EXERCISE INSTRUCTIONS:
Report every line of the listing below that contains the word "table", copying each such line in full. Letter case counts.

WORKING DATA:
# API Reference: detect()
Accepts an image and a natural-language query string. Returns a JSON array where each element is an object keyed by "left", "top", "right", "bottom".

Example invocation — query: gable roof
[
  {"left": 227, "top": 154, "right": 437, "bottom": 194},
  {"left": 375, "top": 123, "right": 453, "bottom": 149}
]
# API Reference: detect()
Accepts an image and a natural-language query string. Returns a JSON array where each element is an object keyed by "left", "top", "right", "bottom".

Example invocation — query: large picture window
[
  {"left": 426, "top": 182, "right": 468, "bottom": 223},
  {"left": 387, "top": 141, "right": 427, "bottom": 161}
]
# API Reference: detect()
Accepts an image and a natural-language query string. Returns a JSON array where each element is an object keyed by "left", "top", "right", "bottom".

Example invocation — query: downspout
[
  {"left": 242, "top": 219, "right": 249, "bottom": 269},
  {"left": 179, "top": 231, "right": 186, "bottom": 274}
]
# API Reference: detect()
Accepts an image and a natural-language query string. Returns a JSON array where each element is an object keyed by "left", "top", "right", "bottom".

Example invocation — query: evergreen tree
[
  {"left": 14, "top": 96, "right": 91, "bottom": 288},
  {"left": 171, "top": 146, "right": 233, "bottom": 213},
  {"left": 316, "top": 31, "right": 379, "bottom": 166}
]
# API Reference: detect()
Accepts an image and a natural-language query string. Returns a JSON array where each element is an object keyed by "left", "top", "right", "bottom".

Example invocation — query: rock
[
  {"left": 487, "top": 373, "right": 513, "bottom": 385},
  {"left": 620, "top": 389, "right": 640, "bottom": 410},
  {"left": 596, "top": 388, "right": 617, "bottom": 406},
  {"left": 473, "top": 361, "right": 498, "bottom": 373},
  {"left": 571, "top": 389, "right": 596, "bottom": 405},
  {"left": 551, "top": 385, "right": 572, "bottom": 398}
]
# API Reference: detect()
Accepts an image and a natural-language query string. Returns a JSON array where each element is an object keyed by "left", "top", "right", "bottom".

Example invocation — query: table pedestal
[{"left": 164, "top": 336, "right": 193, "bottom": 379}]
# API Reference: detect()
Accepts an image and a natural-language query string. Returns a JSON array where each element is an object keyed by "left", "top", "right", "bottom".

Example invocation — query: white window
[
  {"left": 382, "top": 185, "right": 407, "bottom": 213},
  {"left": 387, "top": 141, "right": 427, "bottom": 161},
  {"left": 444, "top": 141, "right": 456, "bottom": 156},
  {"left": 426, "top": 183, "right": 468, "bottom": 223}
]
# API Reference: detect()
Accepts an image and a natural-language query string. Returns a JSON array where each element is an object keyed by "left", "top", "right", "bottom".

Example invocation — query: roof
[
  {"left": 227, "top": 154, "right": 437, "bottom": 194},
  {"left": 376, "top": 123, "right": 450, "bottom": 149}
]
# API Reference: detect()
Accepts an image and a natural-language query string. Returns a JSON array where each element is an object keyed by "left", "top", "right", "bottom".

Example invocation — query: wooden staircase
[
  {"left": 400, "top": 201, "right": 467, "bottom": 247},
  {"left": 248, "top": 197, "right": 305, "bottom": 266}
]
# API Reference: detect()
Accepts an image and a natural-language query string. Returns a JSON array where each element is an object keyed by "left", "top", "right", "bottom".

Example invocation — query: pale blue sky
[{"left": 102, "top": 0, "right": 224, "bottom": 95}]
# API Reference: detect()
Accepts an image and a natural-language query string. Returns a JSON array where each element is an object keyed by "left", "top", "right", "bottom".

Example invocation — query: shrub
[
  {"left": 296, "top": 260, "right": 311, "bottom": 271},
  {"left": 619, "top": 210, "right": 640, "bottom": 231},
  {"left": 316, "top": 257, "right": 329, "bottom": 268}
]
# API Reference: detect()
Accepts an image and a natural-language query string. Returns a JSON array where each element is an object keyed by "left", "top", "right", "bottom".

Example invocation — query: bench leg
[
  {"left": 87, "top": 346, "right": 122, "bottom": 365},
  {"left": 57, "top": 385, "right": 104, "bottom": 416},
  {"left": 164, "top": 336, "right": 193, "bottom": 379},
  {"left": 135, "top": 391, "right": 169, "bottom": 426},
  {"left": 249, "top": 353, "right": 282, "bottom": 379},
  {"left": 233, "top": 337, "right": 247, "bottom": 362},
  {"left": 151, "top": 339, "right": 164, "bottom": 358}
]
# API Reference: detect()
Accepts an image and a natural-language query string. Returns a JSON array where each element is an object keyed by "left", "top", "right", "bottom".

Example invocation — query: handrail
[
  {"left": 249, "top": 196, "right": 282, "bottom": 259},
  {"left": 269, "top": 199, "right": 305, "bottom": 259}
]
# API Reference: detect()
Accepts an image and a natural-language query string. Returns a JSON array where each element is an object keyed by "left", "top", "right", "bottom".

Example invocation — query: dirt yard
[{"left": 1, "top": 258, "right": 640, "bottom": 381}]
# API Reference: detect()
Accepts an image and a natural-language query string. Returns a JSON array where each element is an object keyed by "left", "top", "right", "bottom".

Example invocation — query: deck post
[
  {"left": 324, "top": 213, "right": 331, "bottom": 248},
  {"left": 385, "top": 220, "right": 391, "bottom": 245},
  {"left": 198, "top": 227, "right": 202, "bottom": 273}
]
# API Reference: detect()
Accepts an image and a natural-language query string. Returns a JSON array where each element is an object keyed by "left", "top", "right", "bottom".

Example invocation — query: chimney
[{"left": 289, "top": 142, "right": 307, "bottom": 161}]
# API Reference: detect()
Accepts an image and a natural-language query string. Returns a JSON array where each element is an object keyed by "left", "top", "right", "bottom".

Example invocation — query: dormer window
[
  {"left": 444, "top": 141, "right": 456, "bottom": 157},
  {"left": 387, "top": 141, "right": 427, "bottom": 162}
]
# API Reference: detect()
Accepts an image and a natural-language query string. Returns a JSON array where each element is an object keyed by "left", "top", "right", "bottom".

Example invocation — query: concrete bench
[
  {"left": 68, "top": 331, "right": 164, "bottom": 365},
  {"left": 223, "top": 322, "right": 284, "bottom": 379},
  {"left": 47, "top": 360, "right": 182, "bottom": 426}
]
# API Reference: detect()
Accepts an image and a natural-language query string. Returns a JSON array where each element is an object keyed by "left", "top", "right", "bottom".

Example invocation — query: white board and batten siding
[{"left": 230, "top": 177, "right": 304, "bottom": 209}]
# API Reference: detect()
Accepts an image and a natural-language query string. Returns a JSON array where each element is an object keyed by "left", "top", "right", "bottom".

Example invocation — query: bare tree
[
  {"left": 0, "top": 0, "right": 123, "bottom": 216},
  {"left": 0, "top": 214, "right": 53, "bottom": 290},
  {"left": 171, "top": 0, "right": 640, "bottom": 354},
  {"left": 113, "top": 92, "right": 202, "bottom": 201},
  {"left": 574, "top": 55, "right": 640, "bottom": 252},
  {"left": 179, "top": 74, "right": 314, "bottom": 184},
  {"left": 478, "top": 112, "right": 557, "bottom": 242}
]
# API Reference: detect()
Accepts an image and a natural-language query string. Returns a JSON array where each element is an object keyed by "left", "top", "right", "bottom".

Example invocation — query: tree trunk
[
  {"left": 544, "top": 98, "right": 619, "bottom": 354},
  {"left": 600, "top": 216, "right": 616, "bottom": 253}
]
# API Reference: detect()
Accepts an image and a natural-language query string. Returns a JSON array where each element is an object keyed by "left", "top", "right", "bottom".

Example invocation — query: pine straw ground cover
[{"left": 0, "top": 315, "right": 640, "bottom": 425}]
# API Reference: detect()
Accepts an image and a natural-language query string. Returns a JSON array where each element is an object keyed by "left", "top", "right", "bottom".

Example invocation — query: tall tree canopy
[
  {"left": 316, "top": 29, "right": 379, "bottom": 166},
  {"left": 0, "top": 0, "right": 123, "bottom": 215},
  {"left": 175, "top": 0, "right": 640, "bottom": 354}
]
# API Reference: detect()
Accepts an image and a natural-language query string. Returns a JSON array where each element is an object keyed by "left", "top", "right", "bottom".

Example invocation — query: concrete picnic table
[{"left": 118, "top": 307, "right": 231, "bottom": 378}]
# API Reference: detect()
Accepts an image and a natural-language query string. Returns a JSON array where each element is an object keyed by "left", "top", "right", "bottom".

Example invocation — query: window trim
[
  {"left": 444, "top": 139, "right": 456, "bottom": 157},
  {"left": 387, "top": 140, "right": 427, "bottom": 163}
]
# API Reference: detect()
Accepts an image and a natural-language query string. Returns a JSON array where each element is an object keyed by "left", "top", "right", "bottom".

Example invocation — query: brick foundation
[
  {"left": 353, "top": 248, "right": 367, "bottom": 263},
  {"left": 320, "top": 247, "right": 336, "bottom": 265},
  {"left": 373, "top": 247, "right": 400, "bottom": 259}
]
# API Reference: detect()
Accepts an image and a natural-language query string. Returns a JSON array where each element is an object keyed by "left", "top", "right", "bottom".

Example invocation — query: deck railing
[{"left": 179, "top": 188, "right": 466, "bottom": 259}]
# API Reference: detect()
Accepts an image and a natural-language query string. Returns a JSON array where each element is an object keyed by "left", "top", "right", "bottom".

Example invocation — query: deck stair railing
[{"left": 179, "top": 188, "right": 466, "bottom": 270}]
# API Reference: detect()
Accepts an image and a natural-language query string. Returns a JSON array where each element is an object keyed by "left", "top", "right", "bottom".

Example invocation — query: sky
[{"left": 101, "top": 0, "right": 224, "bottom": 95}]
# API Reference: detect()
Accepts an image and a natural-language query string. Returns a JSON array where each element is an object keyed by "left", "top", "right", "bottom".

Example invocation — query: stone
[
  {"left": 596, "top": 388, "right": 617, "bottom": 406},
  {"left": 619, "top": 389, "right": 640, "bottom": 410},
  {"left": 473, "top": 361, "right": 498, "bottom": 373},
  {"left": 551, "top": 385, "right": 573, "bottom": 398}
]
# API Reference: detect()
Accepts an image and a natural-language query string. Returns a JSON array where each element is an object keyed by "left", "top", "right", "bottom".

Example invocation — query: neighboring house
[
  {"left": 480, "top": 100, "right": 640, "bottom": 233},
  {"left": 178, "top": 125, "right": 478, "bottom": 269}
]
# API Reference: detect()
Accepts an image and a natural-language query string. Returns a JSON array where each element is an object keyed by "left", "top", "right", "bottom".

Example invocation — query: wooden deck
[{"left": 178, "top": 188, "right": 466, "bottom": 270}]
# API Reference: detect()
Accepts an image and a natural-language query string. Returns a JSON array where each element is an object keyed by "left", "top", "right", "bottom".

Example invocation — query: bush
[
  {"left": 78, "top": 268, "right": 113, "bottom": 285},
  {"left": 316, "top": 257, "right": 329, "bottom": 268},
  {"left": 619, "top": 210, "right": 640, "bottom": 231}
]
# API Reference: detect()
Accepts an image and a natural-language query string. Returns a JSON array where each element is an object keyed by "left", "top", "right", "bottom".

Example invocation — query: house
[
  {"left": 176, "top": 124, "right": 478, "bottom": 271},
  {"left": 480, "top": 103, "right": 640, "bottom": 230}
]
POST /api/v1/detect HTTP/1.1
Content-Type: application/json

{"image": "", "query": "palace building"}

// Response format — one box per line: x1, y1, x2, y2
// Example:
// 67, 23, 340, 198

EXPECTED OUTPUT:
Example invocation — query: table pedestal
Example invocation — query: concrete picnic table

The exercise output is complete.